### Work to complete
Please copy out every line in the records below that includes the word "brown".
════════════════
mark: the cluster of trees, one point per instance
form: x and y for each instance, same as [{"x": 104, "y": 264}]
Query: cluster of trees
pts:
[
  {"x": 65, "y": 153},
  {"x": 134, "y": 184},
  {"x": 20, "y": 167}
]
════════════════
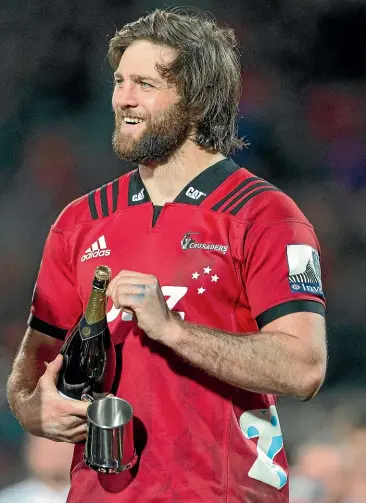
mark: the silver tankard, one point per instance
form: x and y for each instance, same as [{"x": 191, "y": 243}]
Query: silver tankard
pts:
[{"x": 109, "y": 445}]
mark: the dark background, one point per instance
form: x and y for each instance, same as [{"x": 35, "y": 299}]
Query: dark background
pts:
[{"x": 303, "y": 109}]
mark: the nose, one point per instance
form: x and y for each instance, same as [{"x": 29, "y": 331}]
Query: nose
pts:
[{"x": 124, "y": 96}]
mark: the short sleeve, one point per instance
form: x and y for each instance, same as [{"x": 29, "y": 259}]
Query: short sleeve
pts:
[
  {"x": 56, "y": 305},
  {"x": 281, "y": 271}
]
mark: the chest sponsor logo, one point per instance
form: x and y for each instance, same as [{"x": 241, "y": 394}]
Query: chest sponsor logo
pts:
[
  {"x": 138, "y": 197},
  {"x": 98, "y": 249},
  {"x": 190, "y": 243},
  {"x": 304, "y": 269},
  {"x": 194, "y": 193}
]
════════════════
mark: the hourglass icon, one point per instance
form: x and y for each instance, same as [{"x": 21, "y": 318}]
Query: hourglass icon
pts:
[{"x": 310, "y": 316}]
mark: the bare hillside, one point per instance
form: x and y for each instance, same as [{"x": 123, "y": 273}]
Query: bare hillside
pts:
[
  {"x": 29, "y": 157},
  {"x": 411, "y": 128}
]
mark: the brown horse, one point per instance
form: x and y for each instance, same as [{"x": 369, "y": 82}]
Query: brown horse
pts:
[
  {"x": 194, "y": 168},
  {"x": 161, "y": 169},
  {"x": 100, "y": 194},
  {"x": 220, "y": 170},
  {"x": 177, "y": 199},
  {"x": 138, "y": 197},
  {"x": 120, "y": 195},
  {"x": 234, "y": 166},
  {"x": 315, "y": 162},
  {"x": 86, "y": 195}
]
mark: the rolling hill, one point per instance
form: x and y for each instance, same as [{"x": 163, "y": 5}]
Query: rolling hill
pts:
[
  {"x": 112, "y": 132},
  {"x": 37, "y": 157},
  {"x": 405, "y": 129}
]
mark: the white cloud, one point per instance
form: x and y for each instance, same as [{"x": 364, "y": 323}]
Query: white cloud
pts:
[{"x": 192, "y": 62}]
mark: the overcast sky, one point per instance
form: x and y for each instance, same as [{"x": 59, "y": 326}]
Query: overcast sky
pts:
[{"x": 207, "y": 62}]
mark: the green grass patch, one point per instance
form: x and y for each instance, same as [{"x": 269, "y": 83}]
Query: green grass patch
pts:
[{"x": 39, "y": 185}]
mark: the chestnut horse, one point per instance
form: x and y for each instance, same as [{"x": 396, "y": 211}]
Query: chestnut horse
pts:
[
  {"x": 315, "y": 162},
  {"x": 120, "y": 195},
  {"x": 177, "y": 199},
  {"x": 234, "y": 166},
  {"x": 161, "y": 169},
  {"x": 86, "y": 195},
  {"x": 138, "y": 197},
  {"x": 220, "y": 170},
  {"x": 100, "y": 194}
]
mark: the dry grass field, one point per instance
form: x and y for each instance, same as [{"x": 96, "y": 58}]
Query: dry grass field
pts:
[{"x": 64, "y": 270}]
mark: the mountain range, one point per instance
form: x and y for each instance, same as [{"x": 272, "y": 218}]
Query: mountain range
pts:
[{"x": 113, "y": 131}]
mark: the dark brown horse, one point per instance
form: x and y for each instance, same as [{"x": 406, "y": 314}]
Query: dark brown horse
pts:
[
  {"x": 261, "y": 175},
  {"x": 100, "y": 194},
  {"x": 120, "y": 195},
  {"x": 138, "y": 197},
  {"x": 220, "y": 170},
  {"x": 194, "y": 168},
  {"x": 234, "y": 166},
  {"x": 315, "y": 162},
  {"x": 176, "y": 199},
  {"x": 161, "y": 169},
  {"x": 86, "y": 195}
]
════════════════
### Finished exercise
mark: the brown horse, one point per instance
Query: brown horse
mark: the dark brown horse, one point per instance
Query: dark brown horse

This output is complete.